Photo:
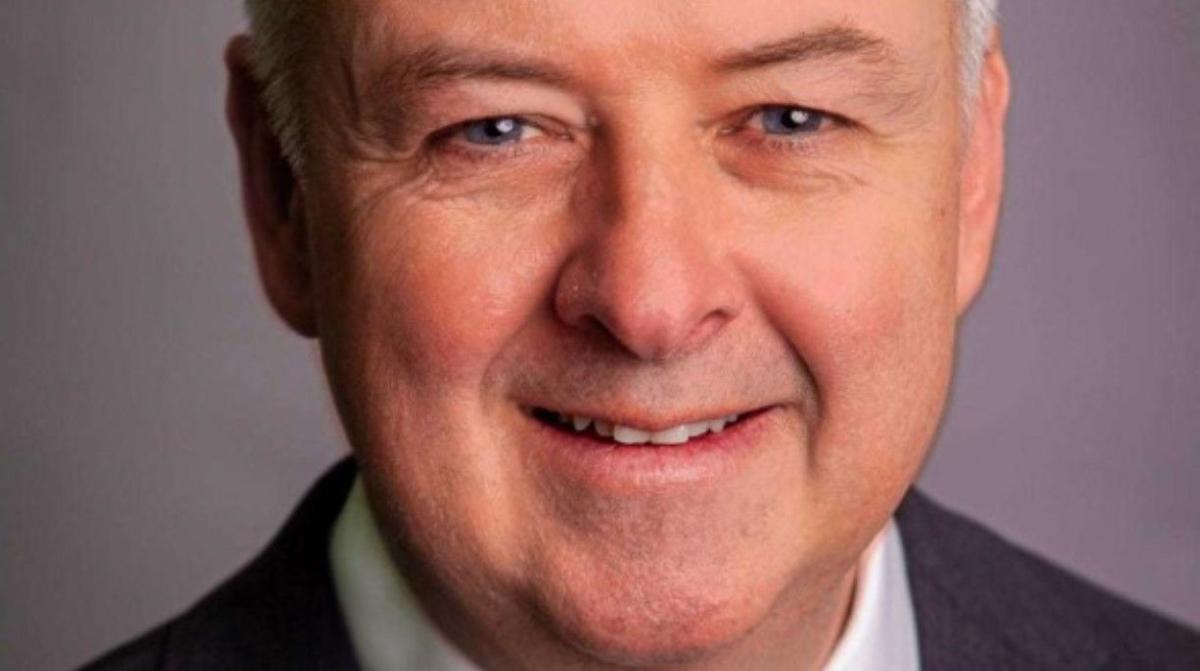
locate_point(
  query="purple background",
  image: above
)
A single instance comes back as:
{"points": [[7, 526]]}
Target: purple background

━━━━━━━━━━━━━━━━━━━━

Reproduce each entry precisely, dropping only the pictures.

## [Output of the task]
Photo:
locate_point(
  query="purple background",
  image: above
)
A single instance comes back as:
{"points": [[7, 526]]}
Target: purple background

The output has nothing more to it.